- [問題の説明] 下のワイングラスについての文章のうち、「ワインは香りを楽しむものです」から「スを買うのがベストでしょう。」までを一字も変えずに書き写すこと。

- [抽出テキスト]
|---|
もちろん、ボルドーの格付けシャトーやブルゴーニュのプルミエクリュとかをいただくのであればもったいないですが、3000円程度のワインであれば十分においしく飲めるグラスです。

ワインは香りを楽しむものですから、先がつぼまっていて香りを閉じ込めることができるものが一番です。

さらに、グラスはあまり大きいと香りが分散してしまいますし、逆に小さいと香りを引き出せません。

そのためげんこつくらいの大きさの中ぶりのグラスであればすべてのワインに合わせやすいのです。

 

もしあなたが「もう少しいいワインを飲みたいなあ」というときは、ぜひ一段上のグラス(↑は1個2000円程度のグラスです)をご購入ください。

ただし、ワイングラスは磨くときにどうしても割れやすく、いきなり1個3000円もするようなグラスを購入すると、最悪な場合初日に割ってしまったなんてことにもなりかねません。

そのためできれば100円均一でいいので何個かそろえて、少し慣れてからいいグラスを買うのがベストでしょう。

 

ワイングラスの種類とその違いについては、

ワイングラスの違いと種類|なぜその形になったの?その根拠は?

をご参考ください。

 

 

保存の仕方

ワインは振動と直射日光、急激な温度変化(特に高温)に弱いです。
|---|
- [データ抜粋]
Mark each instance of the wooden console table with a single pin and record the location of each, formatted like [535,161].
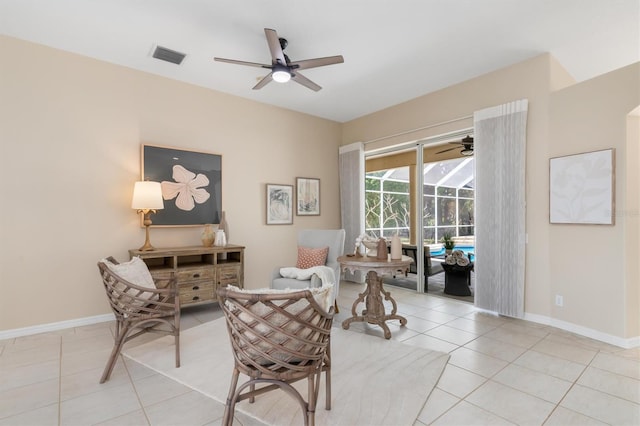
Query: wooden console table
[199,270]
[372,296]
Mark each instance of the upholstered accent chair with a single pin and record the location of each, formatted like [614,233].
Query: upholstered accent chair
[315,238]
[140,305]
[278,338]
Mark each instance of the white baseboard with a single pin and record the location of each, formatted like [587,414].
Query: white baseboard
[585,331]
[43,328]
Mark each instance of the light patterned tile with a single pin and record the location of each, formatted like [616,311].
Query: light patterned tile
[431,343]
[420,325]
[511,404]
[458,309]
[487,318]
[435,316]
[452,335]
[191,408]
[438,403]
[134,418]
[459,382]
[30,397]
[513,337]
[616,364]
[16,377]
[157,388]
[601,406]
[496,348]
[99,406]
[44,416]
[543,386]
[611,383]
[564,417]
[566,351]
[551,365]
[475,327]
[476,362]
[88,381]
[32,355]
[469,415]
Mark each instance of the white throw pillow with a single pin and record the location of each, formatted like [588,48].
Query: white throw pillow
[136,272]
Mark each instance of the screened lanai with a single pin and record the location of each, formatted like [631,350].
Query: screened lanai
[448,194]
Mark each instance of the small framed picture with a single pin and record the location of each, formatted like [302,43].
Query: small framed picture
[308,197]
[279,204]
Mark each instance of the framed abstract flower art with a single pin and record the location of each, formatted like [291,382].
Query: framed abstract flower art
[191,185]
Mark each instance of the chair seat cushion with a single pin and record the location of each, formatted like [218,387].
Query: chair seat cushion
[309,257]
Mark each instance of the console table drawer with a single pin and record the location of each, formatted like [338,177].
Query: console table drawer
[195,292]
[200,273]
[228,275]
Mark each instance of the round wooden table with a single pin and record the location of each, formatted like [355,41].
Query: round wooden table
[372,296]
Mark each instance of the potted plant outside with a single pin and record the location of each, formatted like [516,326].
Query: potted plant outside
[448,243]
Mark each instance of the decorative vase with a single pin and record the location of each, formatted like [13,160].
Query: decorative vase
[208,235]
[223,226]
[396,247]
[382,249]
[221,238]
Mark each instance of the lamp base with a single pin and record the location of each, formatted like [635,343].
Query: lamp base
[147,244]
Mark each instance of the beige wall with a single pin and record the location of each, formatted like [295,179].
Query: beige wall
|---|
- [回答全文]
ワインは香りを楽しむものですから、先がつぼまっていて香りを閉じ込めることができるものが一番です。

さらに、グラスはあまり大きいと香りが分散してしまいますし、逆に小さいと香りを引き出せません。

そのためげんこつくらいの大きさの中ぶりのグラスであればすべてのワインに合わせやすいのです。

 

もしあなたが「もう少しいいワインを飲みたいなあ」というときは、ぜひ一段上のグラス(↑は1個2000円程度のグラスです)をご購入ください。

ただし、ワイングラスは磨くときにどうしても割れやすく、いきなり1個3000円もするようなグラスを購入すると、最悪な場合初日に割ってしまったなんてことにもなりかねません。

そのためできれば100円均一でいいので何個かそろえて、少し慣れてからいいグラスを買うのがベストでしょう。